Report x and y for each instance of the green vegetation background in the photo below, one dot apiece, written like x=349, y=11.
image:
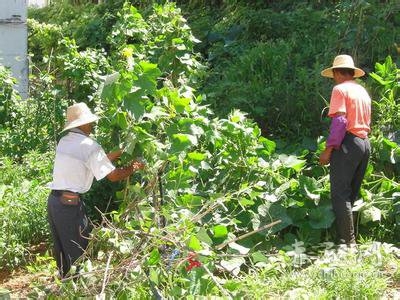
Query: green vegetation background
x=262, y=57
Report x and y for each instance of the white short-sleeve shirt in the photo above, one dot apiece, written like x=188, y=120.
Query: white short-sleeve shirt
x=78, y=160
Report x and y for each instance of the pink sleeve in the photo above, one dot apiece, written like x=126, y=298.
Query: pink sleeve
x=337, y=103
x=337, y=132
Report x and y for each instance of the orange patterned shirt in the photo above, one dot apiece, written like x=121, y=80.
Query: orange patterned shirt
x=352, y=99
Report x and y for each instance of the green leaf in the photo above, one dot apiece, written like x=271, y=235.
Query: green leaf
x=182, y=141
x=181, y=104
x=203, y=236
x=220, y=231
x=321, y=217
x=121, y=120
x=371, y=214
x=134, y=103
x=154, y=257
x=258, y=257
x=197, y=156
x=291, y=161
x=194, y=243
x=239, y=248
x=153, y=276
x=233, y=265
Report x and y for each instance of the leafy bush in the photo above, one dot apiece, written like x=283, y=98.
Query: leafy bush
x=266, y=58
x=23, y=202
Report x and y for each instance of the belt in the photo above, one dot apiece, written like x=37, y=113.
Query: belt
x=67, y=197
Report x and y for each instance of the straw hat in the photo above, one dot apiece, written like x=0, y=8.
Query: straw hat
x=79, y=114
x=342, y=61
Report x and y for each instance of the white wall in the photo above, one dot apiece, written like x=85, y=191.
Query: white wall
x=14, y=41
x=38, y=3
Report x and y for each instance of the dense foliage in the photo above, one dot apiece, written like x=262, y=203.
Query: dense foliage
x=214, y=184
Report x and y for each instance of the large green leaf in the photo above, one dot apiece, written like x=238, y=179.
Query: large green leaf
x=220, y=231
x=134, y=103
x=321, y=217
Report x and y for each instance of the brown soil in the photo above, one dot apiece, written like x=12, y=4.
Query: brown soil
x=17, y=282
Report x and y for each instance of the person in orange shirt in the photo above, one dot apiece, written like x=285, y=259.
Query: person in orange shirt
x=347, y=147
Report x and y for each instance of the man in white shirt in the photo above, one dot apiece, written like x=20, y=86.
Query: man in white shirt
x=79, y=159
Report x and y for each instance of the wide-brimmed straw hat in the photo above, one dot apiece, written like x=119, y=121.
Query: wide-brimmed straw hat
x=342, y=61
x=79, y=114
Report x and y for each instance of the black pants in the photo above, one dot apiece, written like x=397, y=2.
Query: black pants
x=347, y=169
x=70, y=231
--------------------
* Work required
Please reproduce, word for word, the stretch of the records from the line that contains "Report x and y for each instance of the wide-brimmed" through the end of the records.

* Task solution
Report x and y for each instance of the wide-brimmed straw hat in the photo above, one dot apiece, written like x=119, y=121.
Query: wide-brimmed straw hat
x=342, y=61
x=79, y=114
Report x and y for each instance of the black pants in the photo above, one dot apiece, written like x=397, y=2.
Query: black pants
x=347, y=169
x=70, y=231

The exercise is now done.